EXTRACT PROVIDED>
====
• Need a copy of a police report? It could take months longer than the law allows.
  • Detective DAN: What's being built on Rio Grande just north of The Range?
  • The July mini-library trek
  • Main Library stats hit post-pandemic high
Need a copy of a police report? It could take months longer than the law allows.
Requests for public records at the city have about tripled since 2016. The city clerk, who is in charge of releasing them, isn't sure why. Office of the City Clerk
The fourth week of February turned out to be an unusually violent one in Greater Downtown. That Tuesday evening, police officers closed streets near Old Town following a reported shooting that sent one man, Miguel Angelo Varela, to the hospital. Police managed to interview one witness before opening up the streets again. 

Two days later during the lunch hour, police were dispatched to an alley near Sixth and Central for another shooting, one that sent a man named Alfonso Abeyta to the hospital. Another man who, based on police records, appears to be a suspect, wound up at a Bernalillo County Sheriff's Department substation in the South Valley and was later transferred to a prisoner transport unit.

Because it is an ongoing investigation, many of the details in the cases have been redacted, but what we know about that harrowing week comes largely from two APD incident reports (here and here).

Getting ahold of those reports is supposed to be a fairly straightforward business. Make a formal request to a government agency, state law says, and whomever that authority has put in charge of such things "
shall permit the inspection immediately or as soon as is practicable under the circumstances, but not later than fifteen days after receiving a written request." Some jurisdictions, like Albuquerque, even set up a special portal to process requests more efficiently.
====
PROBLEM TO WORK ON>
Extend the article on delays in obtaining police reports in Albuquerque, starting right after its last sentence.

RECORD SET>
====
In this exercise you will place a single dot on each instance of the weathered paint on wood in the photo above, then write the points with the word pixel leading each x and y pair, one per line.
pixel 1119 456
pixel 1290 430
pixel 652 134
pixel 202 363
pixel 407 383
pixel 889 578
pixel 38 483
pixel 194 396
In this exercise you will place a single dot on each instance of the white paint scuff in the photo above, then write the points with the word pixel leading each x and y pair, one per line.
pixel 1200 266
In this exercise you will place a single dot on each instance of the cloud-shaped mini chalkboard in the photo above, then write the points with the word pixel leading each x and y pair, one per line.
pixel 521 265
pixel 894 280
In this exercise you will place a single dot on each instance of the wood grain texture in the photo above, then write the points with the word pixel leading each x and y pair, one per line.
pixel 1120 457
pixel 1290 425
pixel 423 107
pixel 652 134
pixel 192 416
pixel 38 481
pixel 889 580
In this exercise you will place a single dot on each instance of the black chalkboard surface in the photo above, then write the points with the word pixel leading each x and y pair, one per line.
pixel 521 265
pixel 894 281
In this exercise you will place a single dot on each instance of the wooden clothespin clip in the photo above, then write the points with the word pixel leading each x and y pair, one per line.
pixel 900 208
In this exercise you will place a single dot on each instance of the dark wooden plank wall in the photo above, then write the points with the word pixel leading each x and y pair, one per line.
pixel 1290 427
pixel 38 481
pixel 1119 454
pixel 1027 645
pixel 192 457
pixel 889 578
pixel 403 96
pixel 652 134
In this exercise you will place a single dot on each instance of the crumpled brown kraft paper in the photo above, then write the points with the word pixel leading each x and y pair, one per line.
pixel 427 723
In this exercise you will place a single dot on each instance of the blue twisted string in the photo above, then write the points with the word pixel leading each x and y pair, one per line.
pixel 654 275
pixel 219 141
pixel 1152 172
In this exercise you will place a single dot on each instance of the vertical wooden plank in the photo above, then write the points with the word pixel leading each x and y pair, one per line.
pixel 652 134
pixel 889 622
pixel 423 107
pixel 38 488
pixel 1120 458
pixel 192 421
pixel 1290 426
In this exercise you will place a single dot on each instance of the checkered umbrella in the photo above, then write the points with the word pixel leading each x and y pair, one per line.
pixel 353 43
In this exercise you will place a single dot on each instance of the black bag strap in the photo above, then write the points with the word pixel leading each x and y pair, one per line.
====
ANSWER BOX>
The transparency tool is essential for a wide variety of situations. Attorneys use it to get information that might be of use to their clients, be they alleged criminals or real estate developers. Individuals use it to obtain reports critical for processing insurance claims. It is also a favorite of journalists: DAN has used it many times, including last year for a report on where in Barelas and South Broadway the city was scouting around for land it might use for a soccer stadium.

But although DAN requested those police reports on the shootings just a couple of weeks after the fact - time enough, we thought, for a reasonable amount of dust to settle - it was not until June 2 that the city actually produced them, and even then it took the intervention of the state attorney general's office and City Clerk Ethan Watson.

Why? The system is overwhelmed, struggling to catch up amid the usual pandemic staffing problems, and facing an as-yet-inexplicable multi-year increase in total requests. The Office of the City Clerk, which coordinates with the rest of city government on the release of records, had 3,728 requests to process in all of 2016, but that has edged up every year since and in 2021 stood at 10,201.

While the median response time is actually 15 days, Watson told DAN, police records are often delayed months beyond that because they frequently require extra back-and-forth in order to redact information that could compromise an ongoing investigation. More straightforward documents tend to take much less time.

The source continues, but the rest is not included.